- _Exercise prompt_:
Render all the rows below as a JSON list of strings, one string per line, with blank lines and the pictures left out.

╔══

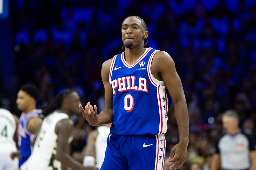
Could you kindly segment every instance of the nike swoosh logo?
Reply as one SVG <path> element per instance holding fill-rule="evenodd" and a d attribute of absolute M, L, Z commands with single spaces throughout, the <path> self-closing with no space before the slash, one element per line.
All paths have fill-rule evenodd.
<path fill-rule="evenodd" d="M 144 144 L 143 144 L 143 147 L 144 148 L 146 147 L 147 147 L 148 146 L 151 146 L 152 144 L 146 144 L 144 143 Z"/>
<path fill-rule="evenodd" d="M 115 68 L 114 69 L 114 70 L 117 70 L 117 69 L 120 69 L 120 68 L 122 68 L 122 67 L 124 67 L 124 66 L 122 66 L 122 67 L 117 67 L 117 68 L 116 68 L 116 67 L 115 67 Z"/>

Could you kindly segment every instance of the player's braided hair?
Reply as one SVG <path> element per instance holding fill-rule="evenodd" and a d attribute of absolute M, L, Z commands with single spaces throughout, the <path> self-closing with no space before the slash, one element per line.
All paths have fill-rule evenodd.
<path fill-rule="evenodd" d="M 44 110 L 42 114 L 45 116 L 56 109 L 60 109 L 63 100 L 74 92 L 69 89 L 66 89 L 55 97 L 46 108 Z"/>
<path fill-rule="evenodd" d="M 129 16 L 129 17 L 127 17 L 126 18 L 124 19 L 123 21 L 123 22 L 122 23 L 124 23 L 124 20 L 126 19 L 127 18 L 129 17 L 135 17 L 137 18 L 140 19 L 141 21 L 141 23 L 142 23 L 142 26 L 143 26 L 144 29 L 145 29 L 145 31 L 148 31 L 148 26 L 147 26 L 146 25 L 146 23 L 145 22 L 145 21 L 142 19 L 140 18 L 138 16 L 134 16 L 133 15 L 131 15 L 131 16 Z M 148 38 L 146 38 L 144 40 L 144 48 L 147 48 L 147 44 L 148 44 Z M 125 49 L 125 46 L 124 44 L 123 45 L 123 47 L 122 47 L 122 52 L 124 51 L 124 50 Z"/>

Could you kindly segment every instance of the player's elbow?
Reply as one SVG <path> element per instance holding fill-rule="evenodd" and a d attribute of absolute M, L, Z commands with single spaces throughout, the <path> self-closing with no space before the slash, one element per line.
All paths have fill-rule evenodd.
<path fill-rule="evenodd" d="M 64 162 L 65 155 L 64 153 L 58 153 L 57 152 L 55 155 L 55 159 L 61 162 Z"/>

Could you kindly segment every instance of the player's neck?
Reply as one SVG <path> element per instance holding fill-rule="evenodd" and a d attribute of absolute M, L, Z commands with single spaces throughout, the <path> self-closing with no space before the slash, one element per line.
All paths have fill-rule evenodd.
<path fill-rule="evenodd" d="M 124 52 L 125 61 L 130 65 L 132 65 L 143 54 L 146 49 L 143 47 L 137 47 L 131 48 L 125 48 L 125 52 Z"/>

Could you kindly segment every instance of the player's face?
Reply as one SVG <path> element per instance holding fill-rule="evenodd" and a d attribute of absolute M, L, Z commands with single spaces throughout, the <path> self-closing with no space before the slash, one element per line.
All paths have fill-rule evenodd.
<path fill-rule="evenodd" d="M 78 93 L 73 92 L 65 99 L 65 102 L 66 105 L 67 109 L 72 114 L 78 115 L 81 113 L 79 105 L 81 104 L 80 97 Z"/>
<path fill-rule="evenodd" d="M 223 116 L 222 122 L 223 127 L 228 132 L 230 131 L 230 130 L 237 128 L 238 126 L 238 121 L 230 116 Z"/>
<path fill-rule="evenodd" d="M 16 103 L 19 110 L 26 111 L 31 104 L 33 98 L 26 92 L 20 90 L 17 94 Z"/>
<path fill-rule="evenodd" d="M 144 44 L 144 39 L 148 37 L 143 23 L 139 19 L 133 17 L 126 18 L 122 26 L 123 42 L 125 47 L 132 48 L 139 44 Z"/>

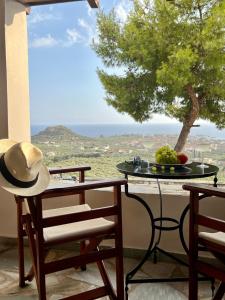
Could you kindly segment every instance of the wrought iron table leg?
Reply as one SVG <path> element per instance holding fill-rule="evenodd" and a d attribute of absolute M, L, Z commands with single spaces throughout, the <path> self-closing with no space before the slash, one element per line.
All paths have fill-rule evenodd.
<path fill-rule="evenodd" d="M 155 238 L 155 225 L 154 225 L 154 218 L 153 218 L 153 214 L 152 211 L 150 209 L 150 207 L 146 204 L 146 202 L 139 196 L 129 193 L 128 191 L 128 184 L 125 185 L 125 194 L 127 197 L 129 198 L 133 198 L 135 200 L 137 200 L 139 203 L 141 203 L 144 208 L 146 209 L 146 211 L 148 212 L 149 218 L 150 218 L 150 224 L 151 224 L 151 239 L 149 242 L 149 246 L 147 248 L 147 251 L 144 255 L 144 257 L 142 258 L 142 260 L 140 261 L 140 263 L 137 264 L 137 266 L 135 268 L 133 268 L 127 275 L 126 275 L 126 284 L 125 284 L 125 291 L 126 291 L 126 297 L 128 297 L 128 284 L 129 281 L 132 279 L 132 277 L 136 274 L 136 272 L 142 267 L 142 265 L 145 263 L 145 261 L 148 259 L 148 257 L 151 255 L 152 253 L 152 246 L 153 246 L 153 242 L 154 242 L 154 238 Z"/>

╚══

- _Result_:
[
  "Could you kindly segment every instance of the nike swoosh logo?",
  "Reply as one SVG <path> element per instance holding fill-rule=\"evenodd\" and a d attribute of absolute M, L, Z commands with single spaces throughout, the <path> self-closing with no space before the slash, one element per line.",
  "All paths have fill-rule evenodd.",
  "<path fill-rule=\"evenodd\" d=\"M 144 144 L 143 144 L 143 147 L 144 148 L 146 147 L 147 147 L 148 146 L 151 146 L 152 144 L 146 144 L 144 143 Z\"/>",
  "<path fill-rule=\"evenodd\" d=\"M 115 68 L 114 69 L 114 70 L 117 70 L 117 69 L 120 69 L 120 68 L 122 68 L 122 67 L 124 67 L 124 66 L 122 66 L 122 67 L 117 67 L 117 68 L 116 68 L 116 67 L 115 67 Z\"/>",
  "Could you kindly segment every instance of the player's braided hair?",
  "Reply as one SVG <path> element per instance holding fill-rule=\"evenodd\" and a d attribute of absolute M, L, Z commands with single spaces throughout, the <path> self-closing with no space before the slash, one element per line.",
  "All paths have fill-rule evenodd.",
  "<path fill-rule=\"evenodd\" d=\"M 44 110 L 42 114 L 45 116 L 56 109 L 60 109 L 63 100 L 74 92 L 69 89 L 66 89 L 55 97 L 46 108 Z\"/>",
  "<path fill-rule=\"evenodd\" d=\"M 129 16 L 129 17 L 127 17 L 126 18 L 124 19 L 123 21 L 123 22 L 122 23 L 124 23 L 124 20 L 126 19 L 127 18 L 129 17 L 135 17 L 137 18 L 140 19 L 141 21 L 141 23 L 142 23 L 142 26 L 143 26 L 144 29 L 145 29 L 145 31 L 148 31 L 148 26 L 147 26 L 146 25 L 146 23 L 145 22 L 145 21 L 142 19 L 140 18 L 138 16 L 134 16 L 133 15 L 131 15 L 131 16 Z M 148 38 L 146 38 L 144 40 L 144 48 L 147 48 L 147 44 L 148 44 Z M 125 49 L 125 46 L 124 44 L 123 45 L 123 47 L 122 47 L 122 52 L 124 51 L 124 50 Z\"/>",
  "Could you kindly segment every instance of the player's elbow?",
  "Reply as one SVG <path> element per instance holding fill-rule=\"evenodd\" and a d attribute of absolute M, L, Z commands with single spaces throughout, the <path> self-closing with no space before the slash, one element per line.",
  "All paths have fill-rule evenodd.",
  "<path fill-rule=\"evenodd\" d=\"M 64 162 L 65 155 L 64 153 L 58 153 L 57 152 L 55 155 L 55 159 L 61 162 Z\"/>",
  "Could you kindly segment every instance of the player's neck?",
  "Reply as one SVG <path> element per instance holding fill-rule=\"evenodd\" and a d attribute of absolute M, L, Z commands with single spaces throughout, the <path> self-closing with no space before the slash, one element per line.",
  "All paths have fill-rule evenodd.",
  "<path fill-rule=\"evenodd\" d=\"M 124 52 L 125 61 L 130 65 L 132 65 L 143 54 L 146 49 L 143 47 L 137 47 L 131 48 L 125 48 L 125 52 Z\"/>",
  "Could you kindly segment every instance of the player's face?",
  "Reply as one SVG <path> element per instance holding fill-rule=\"evenodd\" and a d attribute of absolute M, L, Z commands with single spaces throughout, the <path> self-closing with no space before the slash, one element per line.",
  "All paths have fill-rule evenodd.",
  "<path fill-rule=\"evenodd\" d=\"M 78 93 L 73 92 L 65 99 L 65 102 L 66 105 L 67 109 L 72 114 L 78 115 L 81 113 L 79 105 L 81 104 L 80 97 Z\"/>",
  "<path fill-rule=\"evenodd\" d=\"M 223 116 L 222 122 L 223 127 L 228 132 L 230 131 L 230 130 L 237 128 L 238 126 L 238 121 L 230 116 Z\"/>",
  "<path fill-rule=\"evenodd\" d=\"M 16 103 L 19 110 L 26 111 L 31 104 L 33 98 L 26 92 L 20 90 L 17 94 Z\"/>",
  "<path fill-rule=\"evenodd\" d=\"M 144 44 L 144 39 L 148 37 L 143 23 L 139 19 L 133 17 L 126 18 L 122 26 L 123 42 L 125 47 L 132 48 L 139 44 Z\"/>",
  "Could you kindly segment every instance of the wrought iron table leg?",
  "Reply as one SVG <path> element per instance holding fill-rule=\"evenodd\" and a d attribute of absolute M, L, Z commands with single spaces throughout, the <path> self-closing with no space before the slash, one element per line.",
  "All paths have fill-rule evenodd.",
  "<path fill-rule=\"evenodd\" d=\"M 155 238 L 155 225 L 154 225 L 154 218 L 153 218 L 153 214 L 152 211 L 150 209 L 150 207 L 146 204 L 146 202 L 139 196 L 129 193 L 128 191 L 128 184 L 125 185 L 125 194 L 127 197 L 129 198 L 133 198 L 135 200 L 137 200 L 139 203 L 141 203 L 144 208 L 146 209 L 146 211 L 148 212 L 149 218 L 150 218 L 150 224 L 151 224 L 151 239 L 149 242 L 149 246 L 147 248 L 147 251 L 144 255 L 144 257 L 142 258 L 142 260 L 140 261 L 140 263 L 137 264 L 137 266 L 135 268 L 133 268 L 127 275 L 126 275 L 126 284 L 125 284 L 125 291 L 126 291 L 126 297 L 128 297 L 128 284 L 129 281 L 132 279 L 132 277 L 136 274 L 136 272 L 142 267 L 142 265 L 145 263 L 145 261 L 148 259 L 148 257 L 151 255 L 152 253 L 152 246 L 153 246 L 153 242 L 154 242 L 154 238 Z\"/>"
]